TEXT FOR ANALYSIS:
Nymphal development typically lasts between 18 and 33 days, though may require longer as temperatures deviate from 30 degrees.  There are typically 5 instars, though it can vary between 4–6; the number and length of instars is dependent on temperature and nutritional conditions. The first and second instars of S. festinus is 1.6mm and 2.1mm in length respectively, and develop a series of spurs along the length of the spine.  The third instar is 2.9mm in length, and transitions from pale green or straw-like in colour to a darker yellow-brown with green markings.  The first three instars typically last 3–5 days each. The fourth and fifth instars last 4–8 days each, and develop more pronounced wingpads, spurs, and pronotum, and grow progressively greener.  Across instars 3–5, the dorsal spurs grow more prominent, and mobility increases significantly compared to instars 1 and 2.

Females mate soon after they reach sexual maturity around 7–14 days in adulthood.  Males will die off quickly following mating, but females will live for about another 38.6 days.  The reproductive period of females  lasts about 38 days, where a female can produce more than 220 eggs, carrying 21–30 eggs in her ovaries at a time.

Items listed in a dataset:
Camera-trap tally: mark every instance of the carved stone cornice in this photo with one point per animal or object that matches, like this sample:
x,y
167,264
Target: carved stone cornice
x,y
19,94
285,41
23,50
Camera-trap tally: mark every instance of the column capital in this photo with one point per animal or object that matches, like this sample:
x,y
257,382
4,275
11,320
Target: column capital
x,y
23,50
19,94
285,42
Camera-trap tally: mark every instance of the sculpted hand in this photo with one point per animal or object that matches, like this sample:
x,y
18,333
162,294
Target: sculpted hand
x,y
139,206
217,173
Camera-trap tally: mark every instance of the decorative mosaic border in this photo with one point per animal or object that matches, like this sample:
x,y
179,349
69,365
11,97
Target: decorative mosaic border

THINGS TO DO:
**A)** In the passage on S. festinus development, why can the number of instars be 4 or 6 instead of the usual 5? Answer in one to three sentences.
**B)** Carry the passage on S. festinus development forward from its last sentence.
You can ignore the listing above.

ANSWERS TO THE PROBLEMS:
**A)** The number of instars varies because it depends on temperature and nutritional conditions. Those same conditions also affect how long each instar lasts.

**B)**
== Plant hosts ==
S. festinus have been found to use a wide variety of plant hosts.  Plant species in the family Fabaceae seem to be favoured for reproduction and feeding, though feeding interactions between S. festinus and over 171 unique plant genera have been recorded.  Typical hosts include alfalfa, peanuts, and soybeans

== Feeding and diet ==
S. festinus is a phloem feeder with distinct feeding behaviours.  Using its piercing and sucking mouth parts, S. festinus probes petioles and shoots to obtain phloem sap, as well as create a series of lateral punctures around the stem of its host plant.

== Defensive behaviours ==
S. festinus nymphs have been observed to produce a globule from the abdomen as a defense mechanism, paired with retreat to another sector of the stem.  Adults have been observed to do the same, though prefer to fly away.  Generally, just above the plant canopy, or 33cm above the soil. Flight capacity for females and males differ, with males flying for a longer time and further distances compared to females.
== Economic importance ==

=== Damage to plant hosts ===
The reproductive and feeding habits of S. festinus cause significant damage to its different plant hosts, which led them to gain notoriety as pests.  Mainly intermediate and final instars cause damage by puncturing to the petioles and shoots of different plants while feeding, which causes girdling.  The process of oviposition causes shredding in the stem of reproductive hosts.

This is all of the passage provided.